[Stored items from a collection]
>> Begin

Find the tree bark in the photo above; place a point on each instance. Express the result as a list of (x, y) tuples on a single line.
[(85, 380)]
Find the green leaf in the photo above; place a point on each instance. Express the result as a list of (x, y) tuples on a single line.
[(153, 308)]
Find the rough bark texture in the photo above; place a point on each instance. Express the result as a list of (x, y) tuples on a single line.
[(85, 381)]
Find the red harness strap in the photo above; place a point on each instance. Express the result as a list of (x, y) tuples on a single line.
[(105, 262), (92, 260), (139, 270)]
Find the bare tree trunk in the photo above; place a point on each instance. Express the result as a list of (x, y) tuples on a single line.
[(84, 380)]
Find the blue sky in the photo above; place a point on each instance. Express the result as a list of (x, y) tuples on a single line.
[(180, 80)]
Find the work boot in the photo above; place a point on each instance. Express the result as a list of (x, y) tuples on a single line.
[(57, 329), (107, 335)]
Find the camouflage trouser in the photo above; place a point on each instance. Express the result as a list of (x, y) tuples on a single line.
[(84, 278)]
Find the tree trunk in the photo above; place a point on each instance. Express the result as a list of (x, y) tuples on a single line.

>> End

**TASK GOAL**. Transcribe all of the lines in the records precisely.

**ANSWER TO THIS EXERCISE**.
Find the tree bark in the photo above; place a point on each instance. Express the result as a list of (x, y) tuples on a single line.
[(85, 380)]
Find the green leaf in the photo above; place a point on each instance. Express the result as a list of (x, y) tuples on a single line.
[(153, 308)]
Find the rough bark texture in the photo above; place a point on each instance. Express the result as a list of (x, y) tuples on a single line.
[(85, 381)]
Find the red harness strap in the photo above; place a point on each instance. Express the result as a list of (x, y) tuples on a single line.
[(105, 262), (92, 260), (139, 270)]
Find the bare tree trunk in the photo above; place a point on each instance. Express the result as a list of (x, y) tuples on a single line.
[(84, 380)]
Find the blue sky in the photo above; place a point on each instance. Express the result as a list of (x, y) tuples on a single line.
[(180, 80)]
Find the work boot in the photo above; place a point on each instance. Express the result as a list of (x, y) tuples on a single line.
[(57, 329), (107, 335)]
Find the camouflage trouser in the photo above; place a point on each instance. Express the result as a list of (x, y) tuples on a single line.
[(84, 278)]
Find the tree trunk in the photo above; place a point on each instance. Express the result as a list of (x, y) tuples on a single line.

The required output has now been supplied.